* _TASK REQUIREMENTS_: Output all entries precisely.

* _INPUT DATA_:
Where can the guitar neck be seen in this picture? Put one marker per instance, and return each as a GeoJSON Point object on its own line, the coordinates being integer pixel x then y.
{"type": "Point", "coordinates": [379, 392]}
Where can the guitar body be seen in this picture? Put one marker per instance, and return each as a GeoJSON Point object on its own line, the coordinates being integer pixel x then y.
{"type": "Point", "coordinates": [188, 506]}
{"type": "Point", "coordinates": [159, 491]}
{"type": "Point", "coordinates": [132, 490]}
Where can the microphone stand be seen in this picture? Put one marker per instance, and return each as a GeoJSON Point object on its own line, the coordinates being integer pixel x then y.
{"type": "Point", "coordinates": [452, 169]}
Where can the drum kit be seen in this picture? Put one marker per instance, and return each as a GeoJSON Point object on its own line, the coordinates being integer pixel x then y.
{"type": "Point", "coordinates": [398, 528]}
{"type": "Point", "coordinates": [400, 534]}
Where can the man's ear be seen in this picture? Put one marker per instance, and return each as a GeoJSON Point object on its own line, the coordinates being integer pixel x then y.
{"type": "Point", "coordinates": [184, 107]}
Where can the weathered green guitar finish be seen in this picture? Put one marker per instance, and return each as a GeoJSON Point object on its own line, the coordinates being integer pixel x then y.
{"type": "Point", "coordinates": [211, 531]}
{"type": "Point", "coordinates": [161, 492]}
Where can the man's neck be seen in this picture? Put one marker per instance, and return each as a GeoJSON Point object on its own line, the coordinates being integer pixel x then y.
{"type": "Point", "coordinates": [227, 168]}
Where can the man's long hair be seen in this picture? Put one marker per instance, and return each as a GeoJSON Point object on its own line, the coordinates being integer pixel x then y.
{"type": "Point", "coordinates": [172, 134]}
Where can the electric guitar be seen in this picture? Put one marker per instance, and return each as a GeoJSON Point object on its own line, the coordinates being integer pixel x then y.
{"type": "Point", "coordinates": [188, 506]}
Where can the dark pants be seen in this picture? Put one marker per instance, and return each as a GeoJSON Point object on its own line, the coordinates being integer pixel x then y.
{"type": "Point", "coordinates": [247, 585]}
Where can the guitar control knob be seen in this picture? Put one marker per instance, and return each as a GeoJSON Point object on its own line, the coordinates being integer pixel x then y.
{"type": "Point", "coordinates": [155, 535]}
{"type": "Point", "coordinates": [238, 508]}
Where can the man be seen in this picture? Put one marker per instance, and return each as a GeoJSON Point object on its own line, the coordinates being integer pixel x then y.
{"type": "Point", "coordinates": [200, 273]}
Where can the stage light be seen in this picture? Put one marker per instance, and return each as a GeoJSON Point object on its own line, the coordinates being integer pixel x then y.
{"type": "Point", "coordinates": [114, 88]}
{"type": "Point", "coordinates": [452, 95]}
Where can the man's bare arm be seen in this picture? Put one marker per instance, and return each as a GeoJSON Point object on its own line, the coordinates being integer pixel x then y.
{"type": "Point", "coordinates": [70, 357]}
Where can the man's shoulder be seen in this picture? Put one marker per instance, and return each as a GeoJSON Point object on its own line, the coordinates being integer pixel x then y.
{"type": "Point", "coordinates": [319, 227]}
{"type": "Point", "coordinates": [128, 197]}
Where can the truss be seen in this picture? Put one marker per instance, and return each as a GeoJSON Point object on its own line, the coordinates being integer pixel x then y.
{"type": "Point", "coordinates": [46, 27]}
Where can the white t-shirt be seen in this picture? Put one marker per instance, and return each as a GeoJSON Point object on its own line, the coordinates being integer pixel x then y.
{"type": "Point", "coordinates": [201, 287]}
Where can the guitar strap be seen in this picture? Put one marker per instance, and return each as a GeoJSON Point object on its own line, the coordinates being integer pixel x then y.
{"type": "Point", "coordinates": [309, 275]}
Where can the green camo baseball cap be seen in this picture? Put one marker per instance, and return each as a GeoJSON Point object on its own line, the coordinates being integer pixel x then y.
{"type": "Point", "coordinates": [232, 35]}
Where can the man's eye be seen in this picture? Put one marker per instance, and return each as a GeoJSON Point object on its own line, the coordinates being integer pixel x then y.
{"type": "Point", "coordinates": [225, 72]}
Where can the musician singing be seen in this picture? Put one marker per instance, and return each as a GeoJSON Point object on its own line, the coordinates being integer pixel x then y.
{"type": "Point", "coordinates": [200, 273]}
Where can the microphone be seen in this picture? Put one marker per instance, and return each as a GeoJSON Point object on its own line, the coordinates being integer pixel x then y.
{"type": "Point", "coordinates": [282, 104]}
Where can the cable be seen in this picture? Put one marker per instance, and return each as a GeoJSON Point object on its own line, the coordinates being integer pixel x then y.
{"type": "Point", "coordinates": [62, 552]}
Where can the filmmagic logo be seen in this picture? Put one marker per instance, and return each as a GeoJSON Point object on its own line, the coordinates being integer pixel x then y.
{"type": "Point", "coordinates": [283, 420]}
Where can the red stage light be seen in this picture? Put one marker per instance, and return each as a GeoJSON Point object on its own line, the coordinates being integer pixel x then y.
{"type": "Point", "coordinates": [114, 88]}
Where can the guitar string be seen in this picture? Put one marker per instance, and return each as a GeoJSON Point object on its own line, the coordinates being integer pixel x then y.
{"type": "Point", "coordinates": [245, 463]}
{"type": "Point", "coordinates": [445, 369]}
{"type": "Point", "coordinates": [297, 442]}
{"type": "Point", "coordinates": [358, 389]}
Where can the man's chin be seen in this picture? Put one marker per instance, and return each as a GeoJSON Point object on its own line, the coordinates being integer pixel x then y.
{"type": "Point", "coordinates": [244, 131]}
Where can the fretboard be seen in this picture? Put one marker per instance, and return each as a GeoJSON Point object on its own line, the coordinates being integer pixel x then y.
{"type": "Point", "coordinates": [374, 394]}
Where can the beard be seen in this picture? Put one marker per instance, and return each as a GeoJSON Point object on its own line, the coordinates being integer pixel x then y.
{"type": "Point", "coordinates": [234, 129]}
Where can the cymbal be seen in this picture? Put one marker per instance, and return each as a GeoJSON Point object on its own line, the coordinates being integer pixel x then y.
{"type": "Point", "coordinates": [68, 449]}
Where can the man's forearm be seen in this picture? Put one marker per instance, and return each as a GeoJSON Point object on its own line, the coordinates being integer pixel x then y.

* _EXERCISE OUTPUT_:
Where can the guitar neck be seen in this picture? Put one marker per instance, and return each as a GeoJSON Point object on its own line, the coordinates being integer pixel x then y.
{"type": "Point", "coordinates": [379, 392]}
Where can the guitar body be seen in this picture? Put one marker per instance, and return each as a GeoJSON Point object on its own line, the coordinates being integer pixel x then y.
{"type": "Point", "coordinates": [188, 506]}
{"type": "Point", "coordinates": [159, 491]}
{"type": "Point", "coordinates": [132, 490]}
Where can the microphone stand be seen in this picture? Put one marker per instance, and return each as a GeoJSON Point object on its own line, the coordinates being integer pixel x then y.
{"type": "Point", "coordinates": [452, 169]}
Where can the drum kit be seen in this picture? Put one marker per instance, and return each as a GeoJSON Point object on its own line, the coordinates being integer pixel x then y.
{"type": "Point", "coordinates": [398, 528]}
{"type": "Point", "coordinates": [400, 534]}
Where can the man's ear be seen in this picture? Put one marker per instance, and return each as a GeoJSON Point object on its own line, the coordinates being integer pixel x then y.
{"type": "Point", "coordinates": [184, 107]}
Where can the weathered green guitar finish be seen in this picture? Put one marker per instance, and return each as a GeoJSON Point object on its own line, the coordinates being integer pixel x then y.
{"type": "Point", "coordinates": [211, 531]}
{"type": "Point", "coordinates": [161, 492]}
Where can the man's neck be seen in this picture? Put one marker per instance, and return each as a GeoJSON Point object on its own line, the coordinates being integer pixel x then y.
{"type": "Point", "coordinates": [227, 168]}
Where can the man's long hair be seen in this picture? Put one marker per instance, and return each as a GeoJSON Point object on its own line, the coordinates being integer pixel x then y.
{"type": "Point", "coordinates": [172, 134]}
Where can the electric guitar be seen in this picture? Put one marker per instance, and return each as a GeoJSON Point object on its own line, the coordinates being integer pixel x then y.
{"type": "Point", "coordinates": [188, 506]}
Where can the dark pants be seen in this picture? Put one marker per instance, and return each as a GeoJSON Point object on its own line, the coordinates being integer pixel x then y.
{"type": "Point", "coordinates": [247, 585]}
Where can the guitar control knob be seen in this picture? Put one marker per instance, and return each as a GeoJSON Point object on its own line, the coordinates being integer pixel x then y.
{"type": "Point", "coordinates": [155, 535]}
{"type": "Point", "coordinates": [238, 508]}
Where can the man be seen in this picture? Put one marker per instance, and return each as a GeoJSON Point object on its own line, the coordinates being integer pixel x then y.
{"type": "Point", "coordinates": [200, 273]}
Where can the stage light be seen in this picture? Put one marker per instance, and return each as a GeoJSON Point object on its own line, the coordinates being integer pixel x then y.
{"type": "Point", "coordinates": [114, 88]}
{"type": "Point", "coordinates": [452, 95]}
Where can the man's bare arm be seen in this picture? Put one marker per instance, and return each as a GeoJSON Point object on its own line, the coordinates being integer pixel x then y.
{"type": "Point", "coordinates": [70, 357]}
Where can the man's shoulder be seen in this picture? Put one marker per instance, and return each as a GeoJSON Point object on its own line, the coordinates being integer pixel x then y.
{"type": "Point", "coordinates": [319, 227]}
{"type": "Point", "coordinates": [128, 197]}
Where can the truss be seen in this picture? Put one marker per instance, and return each as a GeoJSON Point object on its own line, the coordinates being integer pixel x then y.
{"type": "Point", "coordinates": [46, 27]}
Where can the white t-shirt be seen in this picture? Put one marker per instance, and return each as a GeoJSON Point object on its own line, the coordinates being integer pixel x then y.
{"type": "Point", "coordinates": [201, 287]}
Where can the guitar strap be seen in this picture? Put one marker per instance, and return each as a GeoJSON Point object on its own line, the coordinates being integer pixel x then y.
{"type": "Point", "coordinates": [309, 275]}
Where can the green camo baseball cap be seen in this picture? Put one marker per instance, and return each as a GeoJSON Point object on its own line, the coordinates being integer pixel x then y.
{"type": "Point", "coordinates": [232, 35]}
Where can the man's eye be seen in this picture? Put one marker per instance, and return each as a GeoJSON Point object on its own line, the coordinates being integer pixel x then y.
{"type": "Point", "coordinates": [225, 72]}
Where can the musician singing be seen in this picture? Put one marker per instance, and return each as a GeoJSON Point object on its own line, the coordinates being integer pixel x then y.
{"type": "Point", "coordinates": [200, 273]}
Where can the microphone be seen in this picture? Put one marker per instance, and return each as a GeoJSON Point object on its own line, the coordinates being integer pixel x then y.
{"type": "Point", "coordinates": [282, 104]}
Where can the cable be seen in this picture? Put one marker per instance, and return each as a GeoJSON Point object on its own line, the coordinates being integer pixel x then y.
{"type": "Point", "coordinates": [62, 552]}
Where can the filmmagic logo be seen in this picture? Put one marker per instance, and return each as a GeoJSON Point object on its own line, the coordinates being integer pixel x then y.
{"type": "Point", "coordinates": [283, 420]}
Where can the red stage light be seen in this picture? Put one marker per instance, and return each as a GeoJSON Point object on its own line, the coordinates being integer pixel x then y.
{"type": "Point", "coordinates": [114, 88]}
Where can the guitar string be seen in this picture? Put one marker per instance, and return each as a GeoJSON Point object on its own line, the coordinates being integer pixel x then y.
{"type": "Point", "coordinates": [245, 463]}
{"type": "Point", "coordinates": [445, 369]}
{"type": "Point", "coordinates": [297, 442]}
{"type": "Point", "coordinates": [358, 389]}
Where can the man's chin be seen in this picture? Put one marker per instance, and return each as a GeoJSON Point object on its own line, the coordinates being integer pixel x then y.
{"type": "Point", "coordinates": [244, 131]}
Where can the fretboard be seen in this picture? Put one marker per instance, and return each as a GeoJSON Point object on its own line, the coordinates being integer pixel x then y.
{"type": "Point", "coordinates": [374, 394]}
Where can the beard be seen in this picture? Put one marker per instance, and return each as a GeoJSON Point object on its own line, the coordinates being integer pixel x then y.
{"type": "Point", "coordinates": [234, 129]}
Where can the cymbal be seen in this picture? Put one marker per instance, and return each as a GeoJSON Point object on its own line, the coordinates being integer pixel x then y.
{"type": "Point", "coordinates": [68, 449]}
Where can the man's forearm be seen in this picture? Put one marker per instance, and return each as a GeoJSON Point object on its own line, the coordinates being integer pixel x then y.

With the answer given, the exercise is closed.